DOCUMENT EXTRACT:
● ● ●

At its core, the new “True Grit” is often surprisingly similar to the first, despite the clashing sensibilities of their directors (Henry Hathaway, a studio utility man, did the original) and the casting of an age-appropriate Mattie (Hailee Steinfeld) in lieu of the 21-year-old Kim Darby of 1969. But what leaps out this time, to the point of seeming fresh, is the fierce loyalty of the principal characters to each other (the third being a vain Texas Ranger, played by Matt Damon) and their clear-cut sense of morality and justice, even when the justice is rough. More than the first “True Grit,” the new one emphasizes Mattie’s precocious, almost obsessive preoccupation with the law. She is forever citing law-book principles, invoking lawyers and affidavits, and threatening to go to court. “You must pay for everything in this world one way or another,” says Mattie. “There is nothing free except the grace of God.”
That kind of legal and moral cost-accounting seems as distant as a tintype now. The new “True Grit” lands in an America that’s still not recovered from a crash where many of the reckless perpetrators of economic mayhem deflected any accountability and merely moved on to the next bubble, gamble or ethically dubious backroom deal. When Americans think of the law these days, they often think of a system that can easily be gamed by the rich and the powerful, starting with those who pillaged Lehman Brothers, A.I.G. and Citigroup and left taxpayers, shareholders and pensioners in the dust. A virtuous soul like Mattie would be crushed in a contemporary gold rush even if (or especially if) she fought back with the kind of civil action so prized by the 19th-century Mattie.
Talk about Two Americas. Look at “The Social Network” again after seeing “True Grit,” and you’ll see two different civilizations, as far removed from each other in ethos as Silicon Valley and Monument Valley. While “Social Network” fictionalizes Mark Zuckerberg, it mines the truth of an era — from the ability of the powerful and privileged to manipulate the system to the collapse of loyalty as a prized American virtue at the top of that economic pyramid.

● ● ●

EXTRACTED INFORMATION:
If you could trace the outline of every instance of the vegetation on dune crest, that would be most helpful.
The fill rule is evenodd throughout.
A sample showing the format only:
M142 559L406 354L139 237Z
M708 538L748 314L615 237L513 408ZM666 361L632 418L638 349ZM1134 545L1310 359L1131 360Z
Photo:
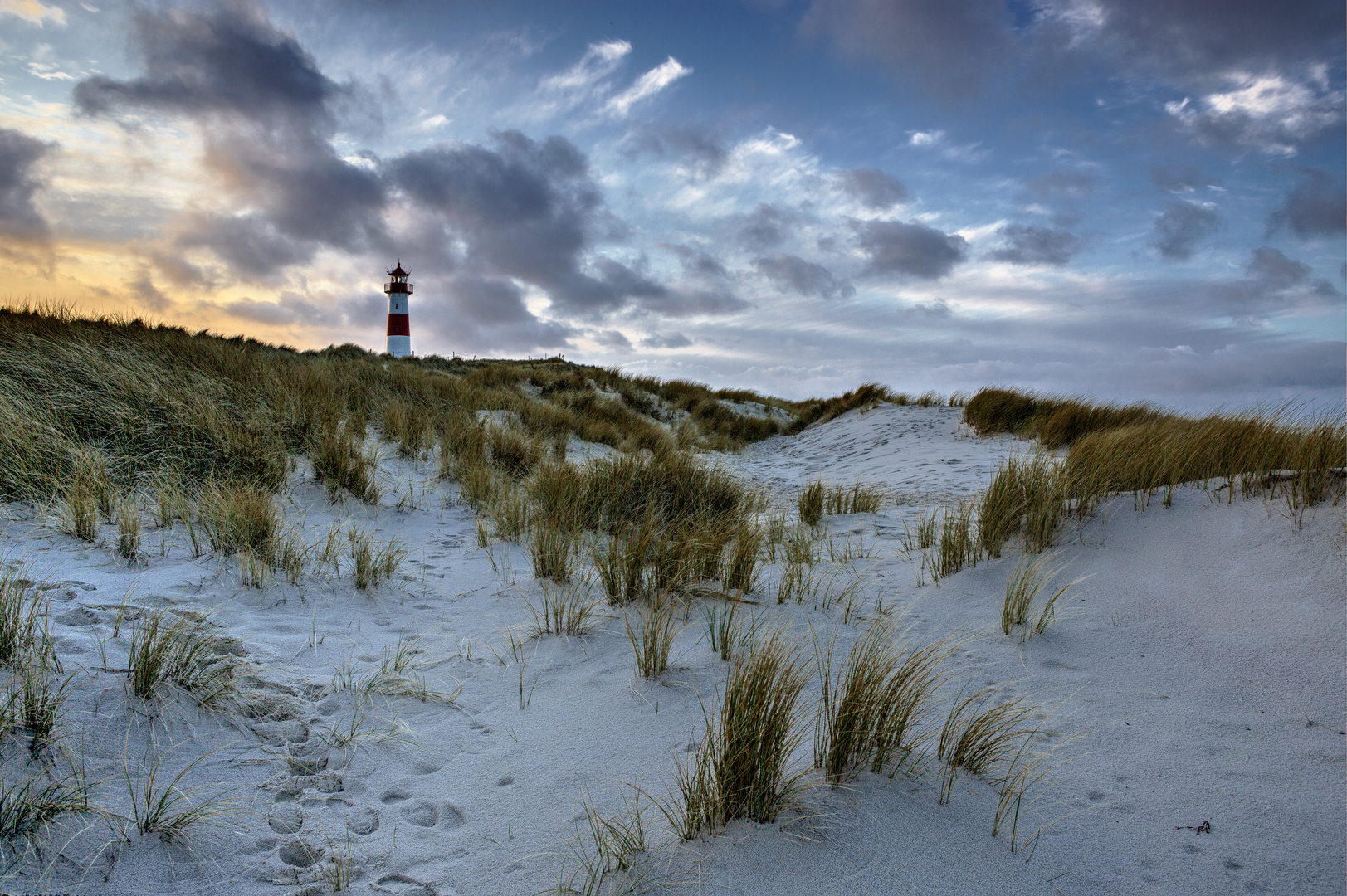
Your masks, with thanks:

● ● ●

WRITTEN TASK: Reproduce the essay on the "True Grit" remake from "Talk about Two" up to and including "that economic pyramid.". Work only from the essay on the "True Grit" remake.

OUTPUT FOR THIS EXERCISE:
Talk about Two Americas. Look at “The Social Network” again after seeing “True Grit,” and you’ll see two different civilizations, as far removed from each other in ethos as Silicon Valley and Monument Valley. While “Social Network” fictionalizes Mark Zuckerberg, it mines the truth of an era — from the ability of the powerful and privileged to manipulate the system to the collapse of loyalty as a prized American virtue at the top of that economic pyramid.